Print each entry below precisely as it reads.

□ □ □ □ □

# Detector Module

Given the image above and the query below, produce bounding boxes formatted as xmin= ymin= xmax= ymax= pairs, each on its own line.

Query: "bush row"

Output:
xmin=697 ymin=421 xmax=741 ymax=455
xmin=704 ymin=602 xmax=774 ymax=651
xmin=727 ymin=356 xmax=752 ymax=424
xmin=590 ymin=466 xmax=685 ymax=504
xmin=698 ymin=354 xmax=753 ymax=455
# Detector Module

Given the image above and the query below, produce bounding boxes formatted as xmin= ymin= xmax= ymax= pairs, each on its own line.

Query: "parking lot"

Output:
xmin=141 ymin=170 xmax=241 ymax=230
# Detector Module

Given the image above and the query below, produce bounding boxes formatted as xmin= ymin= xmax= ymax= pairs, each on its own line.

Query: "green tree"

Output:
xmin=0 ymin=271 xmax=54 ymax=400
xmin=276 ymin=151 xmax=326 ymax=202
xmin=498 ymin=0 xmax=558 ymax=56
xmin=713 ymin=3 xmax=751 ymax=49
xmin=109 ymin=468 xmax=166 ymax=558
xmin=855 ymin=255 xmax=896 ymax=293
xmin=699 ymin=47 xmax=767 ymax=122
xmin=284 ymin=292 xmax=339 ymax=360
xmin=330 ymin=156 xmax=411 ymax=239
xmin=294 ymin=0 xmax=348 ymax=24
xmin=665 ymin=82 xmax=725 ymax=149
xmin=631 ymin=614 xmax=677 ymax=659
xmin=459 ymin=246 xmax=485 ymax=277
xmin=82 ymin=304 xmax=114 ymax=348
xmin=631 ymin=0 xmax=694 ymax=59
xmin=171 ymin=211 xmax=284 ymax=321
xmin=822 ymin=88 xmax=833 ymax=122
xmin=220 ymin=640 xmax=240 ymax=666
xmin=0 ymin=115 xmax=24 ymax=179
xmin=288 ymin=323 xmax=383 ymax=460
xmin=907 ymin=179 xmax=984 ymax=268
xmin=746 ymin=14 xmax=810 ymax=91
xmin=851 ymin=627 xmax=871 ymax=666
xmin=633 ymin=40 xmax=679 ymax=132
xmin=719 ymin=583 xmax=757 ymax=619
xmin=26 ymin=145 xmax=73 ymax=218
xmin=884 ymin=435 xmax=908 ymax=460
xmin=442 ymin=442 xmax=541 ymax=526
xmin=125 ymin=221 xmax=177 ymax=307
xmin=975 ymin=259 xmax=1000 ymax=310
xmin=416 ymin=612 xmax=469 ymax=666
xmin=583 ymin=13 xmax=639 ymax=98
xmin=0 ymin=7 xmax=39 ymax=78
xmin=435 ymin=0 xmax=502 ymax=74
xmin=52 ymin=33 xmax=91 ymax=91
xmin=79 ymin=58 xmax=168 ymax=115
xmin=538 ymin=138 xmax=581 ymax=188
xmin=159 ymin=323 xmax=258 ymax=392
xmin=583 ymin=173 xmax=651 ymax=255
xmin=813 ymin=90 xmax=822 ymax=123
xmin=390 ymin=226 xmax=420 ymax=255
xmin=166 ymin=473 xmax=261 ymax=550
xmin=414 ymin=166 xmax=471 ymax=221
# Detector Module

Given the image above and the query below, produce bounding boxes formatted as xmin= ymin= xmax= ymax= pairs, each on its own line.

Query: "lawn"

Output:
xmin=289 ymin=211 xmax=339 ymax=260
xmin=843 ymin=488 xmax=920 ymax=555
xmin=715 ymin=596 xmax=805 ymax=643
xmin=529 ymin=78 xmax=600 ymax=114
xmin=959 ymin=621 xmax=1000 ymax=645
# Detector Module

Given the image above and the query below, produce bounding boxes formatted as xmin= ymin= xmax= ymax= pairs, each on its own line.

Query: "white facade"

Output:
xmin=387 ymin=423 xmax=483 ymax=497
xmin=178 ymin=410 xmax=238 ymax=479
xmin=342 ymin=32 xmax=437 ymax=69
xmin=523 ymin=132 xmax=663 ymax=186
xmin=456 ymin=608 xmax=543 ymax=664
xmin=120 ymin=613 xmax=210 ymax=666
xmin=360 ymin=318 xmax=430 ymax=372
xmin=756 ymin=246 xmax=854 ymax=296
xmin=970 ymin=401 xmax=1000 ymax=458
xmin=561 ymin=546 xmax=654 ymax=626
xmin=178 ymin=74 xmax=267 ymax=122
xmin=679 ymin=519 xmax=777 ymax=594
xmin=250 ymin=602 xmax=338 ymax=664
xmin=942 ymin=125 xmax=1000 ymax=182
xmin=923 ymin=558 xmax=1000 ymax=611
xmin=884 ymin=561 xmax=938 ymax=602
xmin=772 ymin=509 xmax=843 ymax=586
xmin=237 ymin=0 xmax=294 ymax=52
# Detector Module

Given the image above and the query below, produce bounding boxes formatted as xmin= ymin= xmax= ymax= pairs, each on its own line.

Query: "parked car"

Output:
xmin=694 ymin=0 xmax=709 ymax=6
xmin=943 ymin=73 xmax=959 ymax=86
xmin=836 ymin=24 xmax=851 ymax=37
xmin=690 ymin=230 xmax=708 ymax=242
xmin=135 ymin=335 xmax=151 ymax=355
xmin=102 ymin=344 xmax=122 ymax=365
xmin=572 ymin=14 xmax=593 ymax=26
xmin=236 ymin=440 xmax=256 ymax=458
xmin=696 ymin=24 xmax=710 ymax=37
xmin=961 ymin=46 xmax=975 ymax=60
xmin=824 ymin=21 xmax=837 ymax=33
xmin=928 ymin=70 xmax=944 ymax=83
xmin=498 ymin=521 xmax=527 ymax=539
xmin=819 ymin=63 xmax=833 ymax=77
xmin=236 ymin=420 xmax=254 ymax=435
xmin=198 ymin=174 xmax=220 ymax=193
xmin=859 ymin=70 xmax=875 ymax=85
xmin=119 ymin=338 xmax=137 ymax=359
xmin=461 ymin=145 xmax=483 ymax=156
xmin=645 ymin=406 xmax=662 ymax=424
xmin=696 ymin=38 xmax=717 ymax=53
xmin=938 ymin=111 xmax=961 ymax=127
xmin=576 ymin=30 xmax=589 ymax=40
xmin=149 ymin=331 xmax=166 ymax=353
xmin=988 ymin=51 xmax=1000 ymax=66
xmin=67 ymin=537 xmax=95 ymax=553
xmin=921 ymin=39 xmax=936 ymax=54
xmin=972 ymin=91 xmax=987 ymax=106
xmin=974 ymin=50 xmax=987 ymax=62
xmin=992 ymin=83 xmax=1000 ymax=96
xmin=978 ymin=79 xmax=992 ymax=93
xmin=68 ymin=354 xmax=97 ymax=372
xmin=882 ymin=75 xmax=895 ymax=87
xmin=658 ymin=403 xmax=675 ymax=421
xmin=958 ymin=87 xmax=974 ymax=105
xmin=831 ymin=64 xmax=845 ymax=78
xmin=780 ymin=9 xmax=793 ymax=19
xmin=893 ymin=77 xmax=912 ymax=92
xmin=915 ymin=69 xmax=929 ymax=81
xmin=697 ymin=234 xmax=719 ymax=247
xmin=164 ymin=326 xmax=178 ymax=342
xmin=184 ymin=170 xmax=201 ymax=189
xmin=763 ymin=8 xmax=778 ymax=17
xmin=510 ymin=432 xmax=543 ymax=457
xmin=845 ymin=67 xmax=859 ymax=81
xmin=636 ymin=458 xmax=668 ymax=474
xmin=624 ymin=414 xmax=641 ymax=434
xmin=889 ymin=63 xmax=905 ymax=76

□ □ □ □ □

**RESPONSE TO THE EXERCISE**:
# Detector Module

Given the image above and the query below, produce bounding boxes formatted as xmin= ymin= xmax= ymax= pairs, each on its own line.

Query: "bush row"

Output:
xmin=697 ymin=421 xmax=741 ymax=455
xmin=704 ymin=602 xmax=774 ymax=651
xmin=727 ymin=356 xmax=752 ymax=424
xmin=590 ymin=466 xmax=685 ymax=504
xmin=698 ymin=354 xmax=753 ymax=455
# Detector Module

Given the image above and the query below, produce bounding boxes formatted as xmin= ymin= xmax= ymax= pairs, each on its own line.

Query: "parking lot"

Output:
xmin=141 ymin=170 xmax=241 ymax=230
# Detector Module

Given the image above and the query below, produce bounding boxes formatted as xmin= ymin= xmax= ymax= pairs, each on its own line.

Query: "green tree"

Output:
xmin=0 ymin=271 xmax=54 ymax=400
xmin=276 ymin=151 xmax=326 ymax=202
xmin=498 ymin=0 xmax=558 ymax=56
xmin=713 ymin=3 xmax=751 ymax=49
xmin=109 ymin=468 xmax=166 ymax=558
xmin=855 ymin=255 xmax=896 ymax=293
xmin=699 ymin=47 xmax=767 ymax=122
xmin=284 ymin=292 xmax=339 ymax=360
xmin=330 ymin=156 xmax=411 ymax=239
xmin=294 ymin=0 xmax=348 ymax=24
xmin=665 ymin=82 xmax=725 ymax=149
xmin=631 ymin=614 xmax=677 ymax=659
xmin=459 ymin=246 xmax=485 ymax=277
xmin=82 ymin=304 xmax=114 ymax=348
xmin=631 ymin=0 xmax=694 ymax=59
xmin=171 ymin=211 xmax=284 ymax=321
xmin=822 ymin=88 xmax=833 ymax=122
xmin=220 ymin=640 xmax=240 ymax=666
xmin=0 ymin=115 xmax=24 ymax=179
xmin=288 ymin=323 xmax=383 ymax=460
xmin=907 ymin=179 xmax=984 ymax=268
xmin=746 ymin=14 xmax=810 ymax=91
xmin=851 ymin=627 xmax=871 ymax=666
xmin=633 ymin=40 xmax=679 ymax=132
xmin=719 ymin=583 xmax=757 ymax=619
xmin=26 ymin=145 xmax=73 ymax=218
xmin=884 ymin=435 xmax=908 ymax=460
xmin=442 ymin=442 xmax=541 ymax=526
xmin=125 ymin=221 xmax=177 ymax=307
xmin=975 ymin=259 xmax=1000 ymax=310
xmin=416 ymin=612 xmax=469 ymax=666
xmin=583 ymin=13 xmax=639 ymax=98
xmin=0 ymin=7 xmax=39 ymax=78
xmin=435 ymin=0 xmax=502 ymax=74
xmin=52 ymin=33 xmax=91 ymax=91
xmin=79 ymin=58 xmax=168 ymax=115
xmin=538 ymin=138 xmax=581 ymax=188
xmin=159 ymin=323 xmax=258 ymax=392
xmin=583 ymin=173 xmax=651 ymax=255
xmin=813 ymin=90 xmax=822 ymax=123
xmin=390 ymin=226 xmax=420 ymax=255
xmin=166 ymin=473 xmax=261 ymax=550
xmin=414 ymin=166 xmax=471 ymax=221
# Detector Module

Given the image above and the query below, produce bounding boxes formatted as xmin= ymin= xmax= ymax= pairs, each on its own line.

Query: "lawn"

Output:
xmin=289 ymin=211 xmax=339 ymax=260
xmin=843 ymin=488 xmax=920 ymax=555
xmin=715 ymin=596 xmax=805 ymax=643
xmin=529 ymin=78 xmax=600 ymax=114
xmin=959 ymin=621 xmax=1000 ymax=645
# Detector Module

Given the image above and the query below, produce bounding boxes formatted as xmin= ymin= xmax= ymax= pairs, each on its own line.

Query: "white facade"

Output:
xmin=387 ymin=423 xmax=483 ymax=497
xmin=178 ymin=410 xmax=238 ymax=479
xmin=342 ymin=32 xmax=437 ymax=69
xmin=523 ymin=132 xmax=663 ymax=186
xmin=456 ymin=608 xmax=543 ymax=664
xmin=120 ymin=613 xmax=210 ymax=666
xmin=360 ymin=318 xmax=430 ymax=372
xmin=756 ymin=246 xmax=854 ymax=296
xmin=970 ymin=401 xmax=1000 ymax=458
xmin=561 ymin=546 xmax=654 ymax=626
xmin=178 ymin=74 xmax=267 ymax=122
xmin=679 ymin=519 xmax=777 ymax=594
xmin=250 ymin=602 xmax=338 ymax=664
xmin=942 ymin=125 xmax=1000 ymax=182
xmin=923 ymin=558 xmax=1000 ymax=611
xmin=884 ymin=561 xmax=938 ymax=602
xmin=772 ymin=509 xmax=843 ymax=586
xmin=237 ymin=0 xmax=294 ymax=52
# Detector Module

Given the image above and the query below, produce bounding boxes formatted as xmin= ymin= xmax= ymax= pairs, each on its own line.

Query: "parked car"

Output:
xmin=694 ymin=0 xmax=709 ymax=6
xmin=943 ymin=73 xmax=959 ymax=86
xmin=836 ymin=24 xmax=851 ymax=37
xmin=690 ymin=230 xmax=708 ymax=242
xmin=135 ymin=335 xmax=151 ymax=355
xmin=102 ymin=344 xmax=122 ymax=365
xmin=572 ymin=14 xmax=593 ymax=26
xmin=236 ymin=440 xmax=256 ymax=458
xmin=696 ymin=24 xmax=710 ymax=37
xmin=961 ymin=46 xmax=975 ymax=60
xmin=824 ymin=21 xmax=837 ymax=33
xmin=928 ymin=70 xmax=944 ymax=83
xmin=498 ymin=521 xmax=527 ymax=539
xmin=819 ymin=63 xmax=833 ymax=77
xmin=236 ymin=420 xmax=254 ymax=435
xmin=198 ymin=174 xmax=220 ymax=193
xmin=859 ymin=70 xmax=875 ymax=85
xmin=119 ymin=338 xmax=137 ymax=359
xmin=461 ymin=145 xmax=483 ymax=156
xmin=645 ymin=406 xmax=662 ymax=424
xmin=696 ymin=38 xmax=717 ymax=53
xmin=938 ymin=111 xmax=961 ymax=127
xmin=576 ymin=30 xmax=589 ymax=40
xmin=149 ymin=331 xmax=166 ymax=353
xmin=988 ymin=51 xmax=1000 ymax=66
xmin=67 ymin=537 xmax=95 ymax=553
xmin=921 ymin=39 xmax=936 ymax=54
xmin=972 ymin=91 xmax=987 ymax=106
xmin=974 ymin=50 xmax=987 ymax=62
xmin=992 ymin=83 xmax=1000 ymax=96
xmin=978 ymin=79 xmax=992 ymax=93
xmin=68 ymin=354 xmax=97 ymax=372
xmin=882 ymin=75 xmax=895 ymax=87
xmin=658 ymin=403 xmax=675 ymax=421
xmin=958 ymin=87 xmax=974 ymax=105
xmin=831 ymin=64 xmax=845 ymax=78
xmin=780 ymin=9 xmax=793 ymax=19
xmin=893 ymin=77 xmax=912 ymax=92
xmin=915 ymin=69 xmax=929 ymax=81
xmin=697 ymin=234 xmax=719 ymax=247
xmin=164 ymin=326 xmax=178 ymax=342
xmin=184 ymin=170 xmax=201 ymax=189
xmin=763 ymin=8 xmax=778 ymax=17
xmin=510 ymin=432 xmax=543 ymax=457
xmin=845 ymin=67 xmax=859 ymax=81
xmin=636 ymin=458 xmax=668 ymax=474
xmin=624 ymin=414 xmax=641 ymax=434
xmin=889 ymin=63 xmax=905 ymax=76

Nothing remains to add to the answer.